┌─ Text passage

Apart from using them with scikit, I never had the opportunity to learn how they behave. By spending the weekend reading on SVM, here is my attempt to try filling the hole.

Margin: geometric and functionnal

Introduction to the problem

Given $ x $ our attribute vector, $ w $, and $ b $ the learning weights of our algorithm, we want to predict a label $y \in \{-1, 1\}$. A simple classifier formula is defined as $g( w^Tx + b ) $ such:

$g(z) = 1\text{ if } z > 0$ $g(z) = -1\text{ if } z < 0$

Functionnal Margin

The functionnal margin is defined as $\hat{\gamma^{i}} = y^{i}(w^Tx + b)$, where $y^{i} \in \{-1, 1\}$. We want the margin to be as large as possible for every examples in our training set $(x_i, y_i)$, because it’s easy to see that if $\hat{\gamma^i}$ is positive, then both $h^i$ and $g(z)$ are of the same sign, and if furthermore the $\hat{\gamma}$ value is large, then the algorithm is confident about its prediciton.

Notes

The functional margin gives the same prediction independently of the scaling of $w$ and $b$. It might not be fascinating but it will help us define our optimization problem.

The functionnal margin is then defined as:

$\displaystyle{\min \hat{\gamma^i}}$

for all $i$ pairs of training labeled data.

Geometric Margin

Now consider a linearly separable dataset, and an linear boundary ($H$) between them. $A$ is a point labelled as $+1$.

Notes

Let’s first start from our functional margin definition and prove the orthonality between $w^T$ and ($H$).
Given two points $x_1, x_2$ both on the separation line, this point would have a value of $(w^Tx_1 + b) = 0$ and $(w^Tx_2 + b) = 0$ respectively.

If we take the difference between this two equations we come to the conclusion:

$w^T \cdot (x_1 - x_2) = 0$ (1)

Hence $w$ is orthogonal to any segment of the separation line.

Now, let’s try to define what the geometric margin $\gamma^i$ is. It is the smallest distance between the linear boundary and every point in our dataset.

└─
┌─ Supplied material

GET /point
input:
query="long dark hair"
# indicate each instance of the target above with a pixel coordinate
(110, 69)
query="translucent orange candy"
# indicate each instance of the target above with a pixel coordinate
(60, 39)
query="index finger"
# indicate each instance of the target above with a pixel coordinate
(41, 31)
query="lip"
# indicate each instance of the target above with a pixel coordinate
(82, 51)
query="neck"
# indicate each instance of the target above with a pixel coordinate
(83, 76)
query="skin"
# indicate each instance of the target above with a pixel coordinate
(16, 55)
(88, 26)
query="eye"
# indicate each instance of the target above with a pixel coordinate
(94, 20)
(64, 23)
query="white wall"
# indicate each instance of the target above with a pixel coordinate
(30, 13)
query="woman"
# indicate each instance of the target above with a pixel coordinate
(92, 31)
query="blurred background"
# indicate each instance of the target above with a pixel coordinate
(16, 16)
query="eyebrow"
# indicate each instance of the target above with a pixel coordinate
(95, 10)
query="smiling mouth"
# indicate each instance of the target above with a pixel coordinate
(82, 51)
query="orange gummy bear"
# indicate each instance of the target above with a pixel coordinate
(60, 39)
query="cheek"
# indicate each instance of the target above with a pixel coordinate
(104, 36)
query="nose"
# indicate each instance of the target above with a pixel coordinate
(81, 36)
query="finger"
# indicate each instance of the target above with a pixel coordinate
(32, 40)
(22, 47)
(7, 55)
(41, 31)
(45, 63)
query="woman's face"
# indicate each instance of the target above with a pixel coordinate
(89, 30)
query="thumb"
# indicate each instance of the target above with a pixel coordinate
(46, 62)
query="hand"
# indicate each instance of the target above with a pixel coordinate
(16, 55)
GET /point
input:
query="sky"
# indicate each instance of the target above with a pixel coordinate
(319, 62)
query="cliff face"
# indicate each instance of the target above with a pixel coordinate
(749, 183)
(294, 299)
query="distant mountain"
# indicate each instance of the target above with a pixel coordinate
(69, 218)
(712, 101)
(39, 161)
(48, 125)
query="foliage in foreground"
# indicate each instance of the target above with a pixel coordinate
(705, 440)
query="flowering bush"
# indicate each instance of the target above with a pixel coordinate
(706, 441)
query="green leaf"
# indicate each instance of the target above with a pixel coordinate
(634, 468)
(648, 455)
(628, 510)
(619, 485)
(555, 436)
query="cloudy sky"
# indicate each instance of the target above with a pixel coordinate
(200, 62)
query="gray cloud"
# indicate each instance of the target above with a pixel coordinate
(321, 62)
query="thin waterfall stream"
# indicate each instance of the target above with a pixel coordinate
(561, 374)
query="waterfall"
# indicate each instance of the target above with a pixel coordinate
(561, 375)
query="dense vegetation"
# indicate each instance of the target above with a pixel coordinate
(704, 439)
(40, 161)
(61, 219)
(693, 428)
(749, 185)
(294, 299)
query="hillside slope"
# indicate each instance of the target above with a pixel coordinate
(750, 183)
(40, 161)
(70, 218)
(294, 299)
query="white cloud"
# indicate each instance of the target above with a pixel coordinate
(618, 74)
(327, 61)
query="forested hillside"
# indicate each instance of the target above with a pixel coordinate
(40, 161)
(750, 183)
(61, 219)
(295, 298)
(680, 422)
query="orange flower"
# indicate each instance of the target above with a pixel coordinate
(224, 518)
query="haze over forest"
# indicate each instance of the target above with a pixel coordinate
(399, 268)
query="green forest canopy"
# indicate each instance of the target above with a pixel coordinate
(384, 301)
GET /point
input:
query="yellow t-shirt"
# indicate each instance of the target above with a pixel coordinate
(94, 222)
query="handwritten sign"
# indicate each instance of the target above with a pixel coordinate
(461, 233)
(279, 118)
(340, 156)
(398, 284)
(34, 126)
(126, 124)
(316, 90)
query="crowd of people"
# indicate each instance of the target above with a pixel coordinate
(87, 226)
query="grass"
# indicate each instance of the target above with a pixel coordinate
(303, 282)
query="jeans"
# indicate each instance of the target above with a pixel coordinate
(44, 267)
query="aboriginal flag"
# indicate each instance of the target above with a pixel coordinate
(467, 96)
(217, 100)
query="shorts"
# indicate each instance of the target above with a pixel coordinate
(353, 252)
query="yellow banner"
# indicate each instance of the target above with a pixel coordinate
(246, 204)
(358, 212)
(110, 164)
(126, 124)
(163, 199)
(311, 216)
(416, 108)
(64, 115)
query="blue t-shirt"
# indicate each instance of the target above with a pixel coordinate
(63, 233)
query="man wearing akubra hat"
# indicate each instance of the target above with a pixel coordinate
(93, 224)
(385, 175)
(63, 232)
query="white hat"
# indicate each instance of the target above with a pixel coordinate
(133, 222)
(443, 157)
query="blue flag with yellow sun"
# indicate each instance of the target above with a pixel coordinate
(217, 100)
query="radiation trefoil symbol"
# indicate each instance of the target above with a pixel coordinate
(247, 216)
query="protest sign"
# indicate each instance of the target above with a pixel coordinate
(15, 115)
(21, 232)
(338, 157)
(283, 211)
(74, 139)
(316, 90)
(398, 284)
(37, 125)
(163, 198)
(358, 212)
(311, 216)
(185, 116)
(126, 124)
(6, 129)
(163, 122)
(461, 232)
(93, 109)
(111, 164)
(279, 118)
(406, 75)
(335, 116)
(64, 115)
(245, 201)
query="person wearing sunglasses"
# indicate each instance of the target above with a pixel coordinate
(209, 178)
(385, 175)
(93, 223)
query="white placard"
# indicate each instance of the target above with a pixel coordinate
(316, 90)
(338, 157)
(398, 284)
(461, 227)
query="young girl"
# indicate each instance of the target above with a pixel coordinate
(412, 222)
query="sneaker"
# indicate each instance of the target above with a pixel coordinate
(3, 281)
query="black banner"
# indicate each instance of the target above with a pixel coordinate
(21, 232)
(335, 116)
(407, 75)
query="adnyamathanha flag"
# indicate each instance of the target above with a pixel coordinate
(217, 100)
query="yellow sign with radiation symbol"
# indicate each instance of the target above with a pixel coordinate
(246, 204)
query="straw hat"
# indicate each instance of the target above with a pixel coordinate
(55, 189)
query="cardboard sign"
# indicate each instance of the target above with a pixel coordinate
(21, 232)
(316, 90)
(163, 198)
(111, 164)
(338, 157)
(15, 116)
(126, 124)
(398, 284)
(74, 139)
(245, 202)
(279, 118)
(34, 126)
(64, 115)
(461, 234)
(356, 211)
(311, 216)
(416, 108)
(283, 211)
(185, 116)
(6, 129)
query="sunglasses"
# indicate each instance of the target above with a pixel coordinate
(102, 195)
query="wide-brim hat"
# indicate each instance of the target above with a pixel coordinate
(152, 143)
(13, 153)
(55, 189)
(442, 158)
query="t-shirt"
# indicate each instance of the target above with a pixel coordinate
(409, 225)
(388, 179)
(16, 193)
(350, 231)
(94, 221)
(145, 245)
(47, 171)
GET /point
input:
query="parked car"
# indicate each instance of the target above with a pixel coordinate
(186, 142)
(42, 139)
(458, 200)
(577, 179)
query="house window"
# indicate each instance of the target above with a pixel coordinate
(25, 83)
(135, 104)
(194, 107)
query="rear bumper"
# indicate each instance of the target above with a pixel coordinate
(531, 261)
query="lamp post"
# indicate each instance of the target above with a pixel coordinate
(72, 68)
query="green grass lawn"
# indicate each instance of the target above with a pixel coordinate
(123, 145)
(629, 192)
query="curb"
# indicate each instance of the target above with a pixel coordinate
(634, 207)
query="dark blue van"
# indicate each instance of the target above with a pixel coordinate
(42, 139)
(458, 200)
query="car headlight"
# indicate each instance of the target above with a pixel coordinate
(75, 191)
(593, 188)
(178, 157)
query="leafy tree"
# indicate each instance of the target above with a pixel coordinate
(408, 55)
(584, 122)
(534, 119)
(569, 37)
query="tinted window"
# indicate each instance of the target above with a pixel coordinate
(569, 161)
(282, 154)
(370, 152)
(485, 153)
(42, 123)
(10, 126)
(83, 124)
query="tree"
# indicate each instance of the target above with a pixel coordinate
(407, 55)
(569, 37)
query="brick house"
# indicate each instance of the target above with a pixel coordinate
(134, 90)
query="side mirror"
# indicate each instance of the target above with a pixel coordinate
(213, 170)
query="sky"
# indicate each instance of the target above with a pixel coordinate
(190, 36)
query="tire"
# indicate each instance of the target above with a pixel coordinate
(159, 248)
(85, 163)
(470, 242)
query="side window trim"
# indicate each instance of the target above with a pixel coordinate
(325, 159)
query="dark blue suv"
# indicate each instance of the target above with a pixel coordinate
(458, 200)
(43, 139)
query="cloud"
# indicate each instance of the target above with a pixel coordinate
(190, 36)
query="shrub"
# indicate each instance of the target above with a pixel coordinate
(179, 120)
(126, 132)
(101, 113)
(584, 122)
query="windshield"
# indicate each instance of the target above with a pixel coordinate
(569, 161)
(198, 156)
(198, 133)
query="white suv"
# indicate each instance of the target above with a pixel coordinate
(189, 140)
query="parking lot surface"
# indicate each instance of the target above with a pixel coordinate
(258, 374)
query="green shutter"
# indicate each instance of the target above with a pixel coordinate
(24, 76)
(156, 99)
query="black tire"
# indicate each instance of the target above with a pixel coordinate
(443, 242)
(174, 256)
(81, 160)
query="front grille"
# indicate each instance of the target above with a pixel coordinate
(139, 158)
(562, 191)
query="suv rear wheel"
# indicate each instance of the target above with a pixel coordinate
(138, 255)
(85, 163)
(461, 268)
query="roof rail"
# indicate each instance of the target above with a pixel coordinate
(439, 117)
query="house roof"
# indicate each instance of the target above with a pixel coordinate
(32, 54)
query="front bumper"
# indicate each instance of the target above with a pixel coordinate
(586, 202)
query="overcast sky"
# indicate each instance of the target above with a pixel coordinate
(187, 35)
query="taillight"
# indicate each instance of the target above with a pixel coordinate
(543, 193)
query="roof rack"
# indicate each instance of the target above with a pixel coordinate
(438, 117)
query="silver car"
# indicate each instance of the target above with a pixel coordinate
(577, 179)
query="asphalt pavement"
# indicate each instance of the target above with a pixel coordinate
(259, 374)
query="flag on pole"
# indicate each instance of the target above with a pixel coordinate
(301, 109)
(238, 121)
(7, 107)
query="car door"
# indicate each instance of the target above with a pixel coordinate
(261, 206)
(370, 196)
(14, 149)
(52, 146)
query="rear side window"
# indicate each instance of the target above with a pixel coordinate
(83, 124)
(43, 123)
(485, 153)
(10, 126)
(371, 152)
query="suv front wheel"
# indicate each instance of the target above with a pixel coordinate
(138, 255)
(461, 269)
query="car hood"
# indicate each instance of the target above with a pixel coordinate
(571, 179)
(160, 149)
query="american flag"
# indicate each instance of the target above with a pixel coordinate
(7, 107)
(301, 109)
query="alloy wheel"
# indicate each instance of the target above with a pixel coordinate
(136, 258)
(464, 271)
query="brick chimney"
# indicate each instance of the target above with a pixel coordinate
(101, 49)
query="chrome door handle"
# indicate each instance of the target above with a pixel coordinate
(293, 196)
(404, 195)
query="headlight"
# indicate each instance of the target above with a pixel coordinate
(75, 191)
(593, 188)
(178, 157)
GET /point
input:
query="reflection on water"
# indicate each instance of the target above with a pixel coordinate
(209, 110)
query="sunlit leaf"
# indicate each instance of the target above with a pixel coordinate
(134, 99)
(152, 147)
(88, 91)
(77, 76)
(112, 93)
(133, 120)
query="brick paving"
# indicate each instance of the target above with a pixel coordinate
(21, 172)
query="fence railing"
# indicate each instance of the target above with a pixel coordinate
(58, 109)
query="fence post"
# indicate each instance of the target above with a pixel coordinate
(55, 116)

└─

◆ Set tasks:
1. Answer these questions about the SVM margin text:
(a) What two values can the predicted label take?
(b) The functional margin gives the same prediction independently of what?
(c) How does the text define the geometric margin?
2. Please gather every line of the rows that contains the string "blue".
The text and the rows come from unrelated sources.

◆ Solution list:
1.
(a) -1 and 1.
(b) The scaling of w and b.
(c) The smallest distance between the linear boundary and every point in the dataset.

2.
query="blue t-shirt"
query="blue flag with yellow sun"
query="dark blue van"
query="dark blue suv"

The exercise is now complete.